Security Basics mailing list archives

Re: Defense in Depth


From: Kenneth R Swain II <ken () kenswain com>
Date: Wed, 27 Oct 2004 12:27:58 -0400

Let me see if I can clear something up.

----------
|           |
|           |  Internet facing firewall
---------

DMZ

----------
|           |
|           |   Internal firewall
---------

As you can see the DMZ is the area in between the two firewalls. You really do not want any servers receiving service requests on your most protected side(behind the internal firewall). You are doing the right thing by keeping them where they are.

Defense in depth is something that takes layers. You have take one of the steps with separating what is receiving requests from the internet from your LAN. You now need to finish out the package. You need AV, patch management, host based IDS, Network IDS, and auditing just to name a few. Defense in depth is hard to achieve for a home user since it means computers that are dedicated to things like IDS. Once you have these in place you also need configure and tune them. There is no magic bullet and it will take some work. Good luck.

» **INFORMATION GIVEN**:
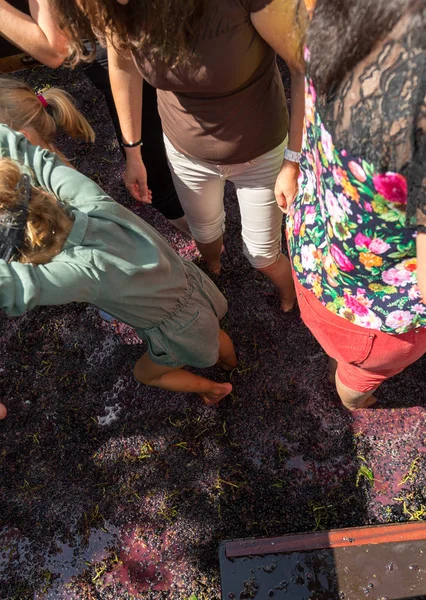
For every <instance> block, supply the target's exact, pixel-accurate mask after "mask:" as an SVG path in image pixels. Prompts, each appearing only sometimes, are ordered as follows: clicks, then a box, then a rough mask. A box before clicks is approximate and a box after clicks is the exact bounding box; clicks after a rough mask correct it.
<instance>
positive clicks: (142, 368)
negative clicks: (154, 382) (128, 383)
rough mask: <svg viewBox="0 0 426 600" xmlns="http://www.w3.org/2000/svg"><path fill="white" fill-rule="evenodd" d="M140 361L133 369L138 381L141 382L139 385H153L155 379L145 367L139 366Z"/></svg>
mask: <svg viewBox="0 0 426 600" xmlns="http://www.w3.org/2000/svg"><path fill="white" fill-rule="evenodd" d="M139 363H140V361H138V362H137V363H136V365H135V367H134V369H133V376H134V378H135V379H136V381H139V383H144V384H145V385H153V384H152V381H153V378H152V376H150V374H149V373H148V372H147V370H146V369H144V368H143V366H142V365H141V364H139Z"/></svg>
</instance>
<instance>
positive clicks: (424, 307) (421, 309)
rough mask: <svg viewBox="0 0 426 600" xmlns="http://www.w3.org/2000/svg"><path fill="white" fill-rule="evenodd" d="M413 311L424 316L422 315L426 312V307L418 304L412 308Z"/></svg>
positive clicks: (416, 304)
mask: <svg viewBox="0 0 426 600" xmlns="http://www.w3.org/2000/svg"><path fill="white" fill-rule="evenodd" d="M413 310H414V312H416V313H418V314H419V315H424V313H425V312H426V306H425V305H424V304H420V303H418V304H415V305H414V306H413Z"/></svg>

» **ACTIVITY LIST**:
A – In the mailing-list post, where is the DMZ located?
B – Duplicate the part of the mailing-list post starting with "As you can see" and going on through "where they are.".

» **WRITTEN RESPONSES**:
A – The DMZ is the area in between the two firewalls.

B –
As you can see the DMZ is the area in between the two firewalls. You really do not want any servers receiving service requests on your most protected side(behind the internal firewall). You are doing the right thing by keeping them where they are.